問題 1: 本文で、Aさんに行われていなかったと書かれているケアをすべて挙げてください。
問題 2: 本文で、書き手が「一つ一つの小さな気づきを大切に」したいと思った理由を、本文に書かれている内容をもとに説明してください。

══ 読む文章 ══

新人が語る心に残る看護場面
2020.11.16 初めての洗髪と手浴
人工呼吸器を装着し、頸部以下が麻痺のため動くことができない全介助のAさんがいました。Aさんは毎日全身清拭を行っていましたが、手浴や足浴、洗髪などは行っていませんでした。その日Aさんを受け持っていた私は、Aさんの髪の汚れが気になり、洗髪を提案しました。するとAさんの目つきが変わりました。その後洗髪と手浴を実施すると、涙を流しながら何度も「ありがとう」と口を動かして伝えてくれました。Aさんは看護師に髪を洗ってほしいと言いたくても言えなかったのではないかと思いました。思い起こすと、人工呼吸器により言葉を発することができず、看護師への気兼ねや伝えたいことがうまく伝わらないという諦めか、口数が少なくなっていったように思います。
この経験から、毎日業務的に患者さんを看るのではなく、個別性をふまえこの患者さんに何が必要なのか考えていくことが大切だと思いました。また私たちは当たり前のように入浴できますが、できることができないことを考えていればもっと早く洗髪などが行われていないことに気付くことができ、実施できたと思います。そのため、一つ一つの小さな気づきを大切に、そしてそれに気づける看護師になりたいと思いました。また自分中心ではなく、患者さんを優先したスケジュールを立て、寄り添った看護ができるようになりたいです。

═══
══ 提供データ ══

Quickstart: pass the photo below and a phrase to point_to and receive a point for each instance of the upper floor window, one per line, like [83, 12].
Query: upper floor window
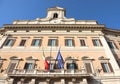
[22, 43]
[13, 64]
[9, 42]
[55, 15]
[52, 42]
[1, 63]
[96, 42]
[36, 42]
[30, 63]
[88, 64]
[83, 42]
[72, 65]
[111, 45]
[71, 62]
[29, 66]
[106, 67]
[69, 42]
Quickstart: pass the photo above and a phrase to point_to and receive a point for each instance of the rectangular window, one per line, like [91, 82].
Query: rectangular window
[96, 42]
[82, 42]
[107, 67]
[22, 43]
[29, 66]
[51, 66]
[36, 42]
[11, 67]
[9, 42]
[52, 42]
[69, 42]
[111, 45]
[72, 66]
[88, 67]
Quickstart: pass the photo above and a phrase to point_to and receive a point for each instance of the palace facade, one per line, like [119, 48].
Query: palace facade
[88, 51]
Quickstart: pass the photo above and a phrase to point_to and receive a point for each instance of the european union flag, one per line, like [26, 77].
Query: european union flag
[60, 60]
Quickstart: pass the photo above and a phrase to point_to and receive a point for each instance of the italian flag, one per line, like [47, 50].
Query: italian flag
[45, 61]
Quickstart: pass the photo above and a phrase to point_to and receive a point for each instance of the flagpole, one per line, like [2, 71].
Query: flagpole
[50, 56]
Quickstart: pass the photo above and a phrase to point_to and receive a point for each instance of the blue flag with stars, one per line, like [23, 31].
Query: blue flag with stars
[60, 60]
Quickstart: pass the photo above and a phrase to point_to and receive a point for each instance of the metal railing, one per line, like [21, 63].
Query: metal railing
[47, 73]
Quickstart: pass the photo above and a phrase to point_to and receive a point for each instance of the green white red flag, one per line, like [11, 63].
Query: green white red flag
[45, 61]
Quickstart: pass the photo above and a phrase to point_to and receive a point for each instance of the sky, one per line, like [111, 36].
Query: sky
[104, 11]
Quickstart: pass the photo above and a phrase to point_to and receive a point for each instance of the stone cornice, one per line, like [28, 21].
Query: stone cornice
[53, 26]
[112, 30]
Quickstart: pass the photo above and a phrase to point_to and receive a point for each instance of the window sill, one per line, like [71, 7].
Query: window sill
[35, 47]
[108, 74]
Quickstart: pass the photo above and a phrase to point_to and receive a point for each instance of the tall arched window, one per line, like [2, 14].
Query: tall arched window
[55, 15]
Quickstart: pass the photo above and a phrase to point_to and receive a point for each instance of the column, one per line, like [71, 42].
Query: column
[84, 81]
[62, 81]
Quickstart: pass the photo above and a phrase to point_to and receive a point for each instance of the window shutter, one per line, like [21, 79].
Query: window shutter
[56, 42]
[13, 42]
[12, 67]
[66, 42]
[93, 42]
[88, 68]
[115, 45]
[100, 42]
[111, 69]
[49, 42]
[73, 43]
[102, 64]
[1, 65]
[40, 43]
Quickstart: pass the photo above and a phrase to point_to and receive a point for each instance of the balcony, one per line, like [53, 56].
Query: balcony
[47, 73]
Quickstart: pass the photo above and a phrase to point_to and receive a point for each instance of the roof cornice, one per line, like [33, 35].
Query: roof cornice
[53, 25]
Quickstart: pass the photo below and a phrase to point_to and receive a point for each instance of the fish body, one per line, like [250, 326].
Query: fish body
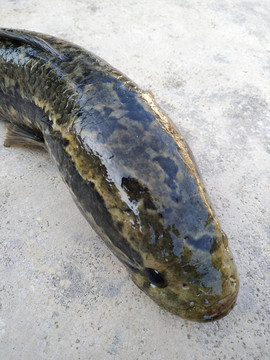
[128, 169]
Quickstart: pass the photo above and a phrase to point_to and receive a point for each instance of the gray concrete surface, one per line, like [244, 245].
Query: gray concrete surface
[63, 295]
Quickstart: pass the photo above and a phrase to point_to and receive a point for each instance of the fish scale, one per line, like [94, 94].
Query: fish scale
[127, 167]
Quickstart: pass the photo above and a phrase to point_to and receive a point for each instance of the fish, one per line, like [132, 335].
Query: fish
[128, 168]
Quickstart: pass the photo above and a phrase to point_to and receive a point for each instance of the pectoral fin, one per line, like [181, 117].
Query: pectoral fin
[23, 136]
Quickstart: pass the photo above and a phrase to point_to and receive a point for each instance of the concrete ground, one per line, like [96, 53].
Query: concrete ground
[63, 295]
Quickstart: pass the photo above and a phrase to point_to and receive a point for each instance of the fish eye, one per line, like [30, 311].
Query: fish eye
[155, 277]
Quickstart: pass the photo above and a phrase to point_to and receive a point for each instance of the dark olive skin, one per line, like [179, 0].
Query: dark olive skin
[127, 167]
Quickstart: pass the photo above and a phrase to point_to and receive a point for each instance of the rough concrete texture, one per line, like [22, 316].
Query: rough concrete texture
[63, 294]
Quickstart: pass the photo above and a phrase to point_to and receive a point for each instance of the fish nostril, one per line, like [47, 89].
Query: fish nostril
[155, 277]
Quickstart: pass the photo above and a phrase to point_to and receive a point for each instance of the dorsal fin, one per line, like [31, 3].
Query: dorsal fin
[34, 41]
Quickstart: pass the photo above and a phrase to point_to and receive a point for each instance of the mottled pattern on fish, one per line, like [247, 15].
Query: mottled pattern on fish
[128, 169]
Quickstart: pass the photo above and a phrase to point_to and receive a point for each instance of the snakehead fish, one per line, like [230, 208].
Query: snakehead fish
[128, 169]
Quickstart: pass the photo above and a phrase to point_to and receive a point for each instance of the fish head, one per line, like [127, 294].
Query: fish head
[200, 284]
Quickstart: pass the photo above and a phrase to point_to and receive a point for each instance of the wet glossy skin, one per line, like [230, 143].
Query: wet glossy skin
[127, 167]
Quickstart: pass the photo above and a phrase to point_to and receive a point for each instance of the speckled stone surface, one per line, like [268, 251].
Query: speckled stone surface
[63, 295]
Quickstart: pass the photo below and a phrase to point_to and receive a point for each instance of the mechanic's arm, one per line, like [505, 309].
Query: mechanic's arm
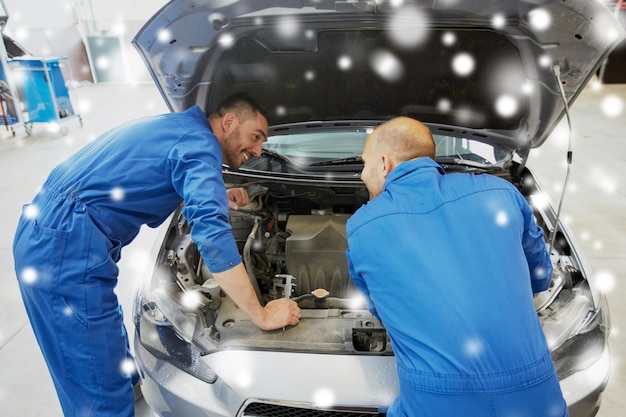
[276, 314]
[237, 197]
[537, 256]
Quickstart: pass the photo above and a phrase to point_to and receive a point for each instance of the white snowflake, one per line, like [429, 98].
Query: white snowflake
[29, 275]
[539, 19]
[127, 367]
[387, 65]
[31, 211]
[498, 21]
[463, 64]
[605, 281]
[324, 397]
[444, 105]
[344, 62]
[502, 219]
[117, 194]
[448, 38]
[506, 106]
[473, 347]
[191, 300]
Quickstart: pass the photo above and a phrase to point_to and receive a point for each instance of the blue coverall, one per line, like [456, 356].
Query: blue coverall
[69, 238]
[449, 263]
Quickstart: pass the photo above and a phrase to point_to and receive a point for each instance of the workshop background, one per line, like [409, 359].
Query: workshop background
[108, 84]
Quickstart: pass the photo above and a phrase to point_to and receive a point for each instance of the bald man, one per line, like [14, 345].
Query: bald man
[449, 263]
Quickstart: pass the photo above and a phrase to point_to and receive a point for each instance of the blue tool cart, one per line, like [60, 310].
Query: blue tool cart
[45, 94]
[10, 111]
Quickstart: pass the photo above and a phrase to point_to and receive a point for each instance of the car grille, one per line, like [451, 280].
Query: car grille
[263, 409]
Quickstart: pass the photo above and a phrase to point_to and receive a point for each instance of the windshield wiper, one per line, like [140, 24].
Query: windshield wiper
[343, 161]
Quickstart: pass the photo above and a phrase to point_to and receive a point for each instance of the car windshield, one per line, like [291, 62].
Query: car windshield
[332, 150]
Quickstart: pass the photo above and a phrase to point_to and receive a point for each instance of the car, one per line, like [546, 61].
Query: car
[491, 79]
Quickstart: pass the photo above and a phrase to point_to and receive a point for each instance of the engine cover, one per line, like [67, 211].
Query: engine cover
[315, 254]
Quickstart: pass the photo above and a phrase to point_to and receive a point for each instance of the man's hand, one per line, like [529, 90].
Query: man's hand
[274, 315]
[279, 313]
[237, 197]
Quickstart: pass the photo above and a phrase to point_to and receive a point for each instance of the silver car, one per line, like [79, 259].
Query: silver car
[490, 78]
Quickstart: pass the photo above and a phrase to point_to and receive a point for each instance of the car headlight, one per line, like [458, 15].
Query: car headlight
[576, 330]
[173, 333]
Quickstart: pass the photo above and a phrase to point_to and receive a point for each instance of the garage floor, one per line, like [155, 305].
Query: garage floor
[594, 208]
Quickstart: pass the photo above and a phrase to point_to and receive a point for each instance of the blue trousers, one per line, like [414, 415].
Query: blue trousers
[543, 399]
[66, 268]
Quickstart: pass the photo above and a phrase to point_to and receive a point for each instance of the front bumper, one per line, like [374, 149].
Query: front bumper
[170, 391]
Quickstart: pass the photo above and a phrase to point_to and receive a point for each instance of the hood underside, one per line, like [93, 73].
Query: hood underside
[485, 65]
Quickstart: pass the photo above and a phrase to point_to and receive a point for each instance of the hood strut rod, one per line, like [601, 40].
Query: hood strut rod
[557, 74]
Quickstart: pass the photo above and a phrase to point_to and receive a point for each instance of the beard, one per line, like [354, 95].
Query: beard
[232, 154]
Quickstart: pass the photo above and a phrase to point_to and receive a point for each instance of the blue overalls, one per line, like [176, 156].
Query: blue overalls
[69, 239]
[449, 264]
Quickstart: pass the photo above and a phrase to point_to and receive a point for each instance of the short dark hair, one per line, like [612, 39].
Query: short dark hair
[240, 103]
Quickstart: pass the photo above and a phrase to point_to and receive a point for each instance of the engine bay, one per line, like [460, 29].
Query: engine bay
[292, 240]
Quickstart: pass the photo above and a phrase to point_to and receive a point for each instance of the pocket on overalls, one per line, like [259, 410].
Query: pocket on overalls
[38, 252]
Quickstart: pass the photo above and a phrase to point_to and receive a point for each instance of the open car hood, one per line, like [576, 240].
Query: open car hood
[483, 65]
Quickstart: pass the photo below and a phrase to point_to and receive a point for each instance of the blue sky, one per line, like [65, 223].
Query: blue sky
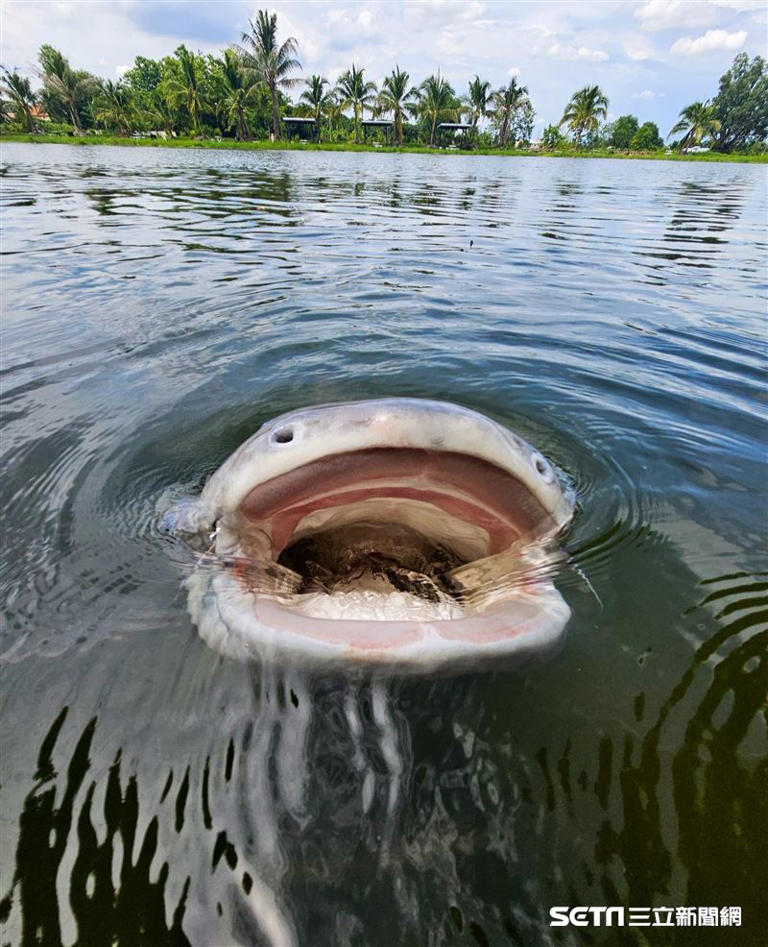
[650, 57]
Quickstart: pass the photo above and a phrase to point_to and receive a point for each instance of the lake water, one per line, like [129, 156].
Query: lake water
[158, 305]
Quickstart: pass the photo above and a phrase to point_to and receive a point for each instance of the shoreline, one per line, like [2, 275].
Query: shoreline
[263, 145]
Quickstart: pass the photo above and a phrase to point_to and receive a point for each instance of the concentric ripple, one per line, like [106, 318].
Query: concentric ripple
[158, 306]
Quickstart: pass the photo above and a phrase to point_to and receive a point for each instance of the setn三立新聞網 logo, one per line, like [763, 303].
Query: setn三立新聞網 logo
[619, 916]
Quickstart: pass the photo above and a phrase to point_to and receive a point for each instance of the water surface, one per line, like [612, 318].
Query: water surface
[158, 305]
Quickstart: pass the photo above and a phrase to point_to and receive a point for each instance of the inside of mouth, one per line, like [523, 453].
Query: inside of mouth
[383, 530]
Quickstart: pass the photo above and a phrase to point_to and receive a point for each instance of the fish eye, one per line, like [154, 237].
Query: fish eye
[542, 468]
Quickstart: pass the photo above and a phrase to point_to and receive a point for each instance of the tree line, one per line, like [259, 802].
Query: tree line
[243, 94]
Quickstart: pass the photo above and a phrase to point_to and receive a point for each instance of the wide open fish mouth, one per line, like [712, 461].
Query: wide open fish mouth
[407, 558]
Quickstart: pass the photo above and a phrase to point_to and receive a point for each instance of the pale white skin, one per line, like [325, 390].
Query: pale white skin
[389, 632]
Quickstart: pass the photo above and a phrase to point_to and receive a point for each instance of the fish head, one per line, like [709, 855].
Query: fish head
[400, 534]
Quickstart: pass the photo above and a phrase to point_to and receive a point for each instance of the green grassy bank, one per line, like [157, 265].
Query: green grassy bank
[231, 145]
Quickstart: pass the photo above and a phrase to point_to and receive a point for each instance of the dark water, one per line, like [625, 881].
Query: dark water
[157, 307]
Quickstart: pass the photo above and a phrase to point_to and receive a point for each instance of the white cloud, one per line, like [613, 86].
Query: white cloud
[569, 52]
[442, 12]
[668, 14]
[638, 49]
[741, 6]
[713, 41]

═══

最終回答 1: 手浴、足浴、洗髪

最終回答 2: 私たちは当たり前のように入浴できますが、患者さんには、そのできることができません。そのことを考えていれば、洗髪などが行われていないことにもっと早く気づいて実施できたと、書き手は思ったからです。